● **Challenge 1**: In the account of the flattened mailbox, what served as braces for the broken post?
● **Challenge 2**: Carry on the story of the flattened mailbox from the point where it stops.

● **Article**:
## Start

It was the middle of the night when someone swerved off the dirt road in front of our house and flattened our mailbox. It would have been better if the box and post were demolished, but they happened to be salvageable.
The post had broken below ground, so I stood it up and tamped the dirt back around it. A couple of leftover deck railing balusters nailed between the post and the landscape timbers around it made suitable braces. The contraption worked, but had a slight forward lean and twisted to the left, and looked like a busted post held up by two sticks.
“New post and mailbox” went on the to-do list that day. My wife, Sharon, and I discussed it at times, and we searched for what we wanted. Maybe it was time for a change – perhaps, a different style that would still fit with the dirt road location. After several tries to find something different, we gave up and decided on a mailbox identical to the one we had, and a post only slightly different from the old one.
“Put up post and mailbox” went on the to-do list that day. But, everyone knows you can’t rush out and just do it. You have to think and plan, consider the weather, decide to paint or stain the post, etc. etc. And, with a mailbox, you need to make sure you have the time to complete the installation without being interrupted (after all, the mail comes every day except Sunday, so you must have a place for it at delivery time.) So, the mailbox and post sat under the carport where I laid it when I brought it home from Lowes. After that, anytime I got in or out of the truck, I had to step around the post and mailbox.

## End

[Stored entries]

## Start

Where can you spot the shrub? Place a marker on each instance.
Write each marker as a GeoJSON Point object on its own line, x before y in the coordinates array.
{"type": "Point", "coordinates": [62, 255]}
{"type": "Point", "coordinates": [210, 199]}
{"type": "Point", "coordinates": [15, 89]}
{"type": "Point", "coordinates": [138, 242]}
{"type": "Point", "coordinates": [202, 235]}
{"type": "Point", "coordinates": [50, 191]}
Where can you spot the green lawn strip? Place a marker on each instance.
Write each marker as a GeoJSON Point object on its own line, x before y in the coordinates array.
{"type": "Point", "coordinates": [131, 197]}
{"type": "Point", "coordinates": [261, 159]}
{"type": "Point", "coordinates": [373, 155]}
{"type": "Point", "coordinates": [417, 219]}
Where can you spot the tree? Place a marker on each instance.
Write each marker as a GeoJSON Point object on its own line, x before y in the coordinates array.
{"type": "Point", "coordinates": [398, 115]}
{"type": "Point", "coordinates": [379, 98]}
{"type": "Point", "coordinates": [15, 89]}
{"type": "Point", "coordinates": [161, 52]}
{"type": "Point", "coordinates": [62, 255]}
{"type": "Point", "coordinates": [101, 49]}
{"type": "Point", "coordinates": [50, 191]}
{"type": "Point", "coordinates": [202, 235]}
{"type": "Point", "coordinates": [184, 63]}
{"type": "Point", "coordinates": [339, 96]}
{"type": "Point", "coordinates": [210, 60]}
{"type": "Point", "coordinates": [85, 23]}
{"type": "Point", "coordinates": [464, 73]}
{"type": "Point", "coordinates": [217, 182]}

## End

● **Final result 1**: Two leftover deck railing balusters, nailed between the post and the landscape timbers around it.

● **Final result 2**:
I’m not sure how or why it all came together, but one Saturday morning I took down the old mailbox and began the installation. The post was standing and the mailbox labeled and attached when the mail carrier drove up. I asked her if the height suited her and met the regulations, and she said it was great. I tamped the post in and stained it, and the task was complete.
And, it only took me two years.
The problem was the old mailbox worked in its catawampus condition, so it never made it to the top of the to-do list. It was ugly, and the door might flop open if you didn’t close it just right, but it held mail just fine. As I said above, it would have been better if it had been a total loss. Then, I would have had to get a new one and install it quickly. But, we could get by with the old one and did, for two years.
Just getting by can become quite comfortable. The knowledge of something being out of kilter becomes blurred or filtered out of our vision. The thoughts of “I need to fix that” come farther apart and last shorter and shorter times, until the response becomes “Well, it’s not really that bad. I can get by with it.” And, we do just that – get by with it.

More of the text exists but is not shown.